Sunday, April 15, 2007

Barren Bitches Book Tour 3: The Time Traveler's Wife

I read The Time Traveler's Wife last year before I had a miscarriage myself. It touched me to the core of my being. I fell in love with the characters and found myself pleading God for a different ending. After my own loss of an angel to heaven I began to think about this book again and again. It began to haunt me. I had an even more connection with it. This is a book that should be read over and over to be reminded of love and loss.

Take some time to read the questions and comment as they touch you. If you haven't read the book, do. You will never be the same.

Don't forget to hop along to another stop on this blog tour by visiting the main list at http://stirrup-queens.blogspot.com/. You can also sign up for the next book on this online book club: Waiting for Daisy by Peggy Orenstein.

Onto the questions!!!

RAW DATA
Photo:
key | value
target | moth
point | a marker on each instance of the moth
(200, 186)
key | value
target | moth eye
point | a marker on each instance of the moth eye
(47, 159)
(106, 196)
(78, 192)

INSTRUCTIONS
(a) List every action the blog post asks its readers to take.
(b) Repeat the blog post word for word from "Sunday, April 15, 2007" to "be the same.".

TASK-BY-TASK OUTPUTS
(a)
- Read the questions.
- Comment as the questions touch them.
- Read the book if they haven't.
- Hop along to another stop on the blog tour by visiting the main list at http://stirrup-queens.blogspot.com/.
- Sign up for the next book in the online book club, Waiting for Daisy by Peggy Orenstein.

(b)
Sunday, April 15, 2007

Barren Bitches Book Tour 3: The Time Traveler's Wife

I read The Time Traveler's Wife last year before I had a miscarriage myself. It touched me to the core of my being. I fell in love with the characters and found myself pleading God for a different ending. After my own loss of an angel to heaven I began to think about this book again and again. It began to haunt me. I had an even more connection with it. This is a book that should be read over and over to be reminded of love and loss.

Take some time to read the questions and comment as they touch you. If you haven't read the book, do. You will never be the same.